◆ **Problem to work on**: Put the lines from the one containing "Each matching instance of the hazy" through the end of the entries, both ends included, into a JSON list of strings with one string per line and blank lines omitted.

◆ **Material for this exercise**:
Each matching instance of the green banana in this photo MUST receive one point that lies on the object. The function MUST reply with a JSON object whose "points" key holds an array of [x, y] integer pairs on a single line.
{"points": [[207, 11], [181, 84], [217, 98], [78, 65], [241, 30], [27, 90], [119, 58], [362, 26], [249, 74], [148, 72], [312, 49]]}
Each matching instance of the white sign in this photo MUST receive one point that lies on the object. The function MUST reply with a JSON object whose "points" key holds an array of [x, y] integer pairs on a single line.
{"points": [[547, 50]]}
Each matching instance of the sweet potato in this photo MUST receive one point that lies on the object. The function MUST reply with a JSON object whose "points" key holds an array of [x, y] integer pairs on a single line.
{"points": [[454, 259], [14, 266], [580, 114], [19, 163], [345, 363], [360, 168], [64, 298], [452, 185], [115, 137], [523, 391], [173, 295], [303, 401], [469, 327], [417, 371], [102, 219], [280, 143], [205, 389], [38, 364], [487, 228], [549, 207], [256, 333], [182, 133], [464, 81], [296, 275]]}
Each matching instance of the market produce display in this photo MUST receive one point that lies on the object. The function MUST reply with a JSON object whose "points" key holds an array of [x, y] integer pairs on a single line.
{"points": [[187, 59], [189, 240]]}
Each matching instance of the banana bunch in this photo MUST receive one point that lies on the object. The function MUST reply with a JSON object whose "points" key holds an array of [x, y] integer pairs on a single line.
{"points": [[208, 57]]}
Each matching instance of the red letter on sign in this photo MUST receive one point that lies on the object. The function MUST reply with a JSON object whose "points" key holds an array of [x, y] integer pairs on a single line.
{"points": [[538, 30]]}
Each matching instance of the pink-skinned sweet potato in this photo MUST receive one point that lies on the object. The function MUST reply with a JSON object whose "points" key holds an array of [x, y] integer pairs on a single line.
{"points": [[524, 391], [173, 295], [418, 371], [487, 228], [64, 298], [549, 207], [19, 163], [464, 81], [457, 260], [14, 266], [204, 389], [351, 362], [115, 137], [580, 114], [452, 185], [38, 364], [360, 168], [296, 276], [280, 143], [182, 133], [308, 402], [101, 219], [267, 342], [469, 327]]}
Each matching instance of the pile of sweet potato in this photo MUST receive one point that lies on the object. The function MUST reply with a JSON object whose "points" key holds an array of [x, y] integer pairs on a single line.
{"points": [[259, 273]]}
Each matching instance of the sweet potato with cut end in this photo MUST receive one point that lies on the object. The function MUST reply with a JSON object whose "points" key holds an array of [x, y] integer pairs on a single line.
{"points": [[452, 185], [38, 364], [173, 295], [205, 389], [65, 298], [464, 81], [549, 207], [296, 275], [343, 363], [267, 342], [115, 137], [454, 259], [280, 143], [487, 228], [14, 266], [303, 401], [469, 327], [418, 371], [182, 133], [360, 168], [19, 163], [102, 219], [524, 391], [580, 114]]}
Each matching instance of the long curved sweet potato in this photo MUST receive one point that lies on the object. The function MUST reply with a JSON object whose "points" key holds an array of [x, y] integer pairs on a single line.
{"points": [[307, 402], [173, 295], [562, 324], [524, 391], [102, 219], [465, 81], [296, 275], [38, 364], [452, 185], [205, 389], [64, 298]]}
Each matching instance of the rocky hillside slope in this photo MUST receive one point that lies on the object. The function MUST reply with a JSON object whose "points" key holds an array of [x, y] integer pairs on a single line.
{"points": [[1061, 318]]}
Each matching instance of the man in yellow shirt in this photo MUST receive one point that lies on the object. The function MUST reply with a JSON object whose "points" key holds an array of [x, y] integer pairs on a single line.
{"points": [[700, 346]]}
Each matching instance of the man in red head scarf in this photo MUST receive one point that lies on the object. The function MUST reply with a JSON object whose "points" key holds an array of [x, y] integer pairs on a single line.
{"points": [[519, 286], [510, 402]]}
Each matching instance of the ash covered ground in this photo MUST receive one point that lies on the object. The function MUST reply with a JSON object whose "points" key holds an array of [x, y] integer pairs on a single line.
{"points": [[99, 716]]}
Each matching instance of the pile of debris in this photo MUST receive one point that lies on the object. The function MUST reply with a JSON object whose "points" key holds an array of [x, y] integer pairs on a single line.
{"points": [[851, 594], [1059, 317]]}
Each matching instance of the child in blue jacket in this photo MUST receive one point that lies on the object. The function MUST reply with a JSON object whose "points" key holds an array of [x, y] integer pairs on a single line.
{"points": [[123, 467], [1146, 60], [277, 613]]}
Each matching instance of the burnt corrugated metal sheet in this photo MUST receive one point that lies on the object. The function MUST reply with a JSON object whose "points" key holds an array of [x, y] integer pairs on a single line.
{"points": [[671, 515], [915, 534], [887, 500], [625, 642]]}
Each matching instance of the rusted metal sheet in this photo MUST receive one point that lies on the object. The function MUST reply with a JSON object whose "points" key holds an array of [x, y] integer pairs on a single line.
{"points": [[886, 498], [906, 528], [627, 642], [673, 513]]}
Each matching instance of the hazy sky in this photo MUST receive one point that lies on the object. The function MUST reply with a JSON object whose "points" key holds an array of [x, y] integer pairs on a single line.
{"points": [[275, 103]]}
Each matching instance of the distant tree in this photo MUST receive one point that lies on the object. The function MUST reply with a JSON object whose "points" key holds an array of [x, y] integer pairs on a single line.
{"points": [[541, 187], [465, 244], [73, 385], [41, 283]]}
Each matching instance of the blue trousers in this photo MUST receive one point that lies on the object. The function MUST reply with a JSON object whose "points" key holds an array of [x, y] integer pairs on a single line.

◆ **Finished answer**:
[
  "Each matching instance of the hazy sky in this photo MUST receive one point that lies on the object. The function MUST reply with a JSON object whose \"points\" key holds an array of [x, y] integer pairs on a single line.",
  "{\"points\": [[275, 103]]}",
  "Each matching instance of the distant tree in this photo MUST receive one point that lies on the object. The function MUST reply with a JSON object whose \"points\" key holds an array of [x, y] integer pairs on a single line.",
  "{\"points\": [[541, 187], [465, 244], [73, 385], [41, 283]]}",
  "Each matching instance of the blue trousers in this photo MUST receive one point that lies on the object. The function MUST reply with a JSON object whose \"points\" key holds an array of [x, y] integer pairs on a single line."
]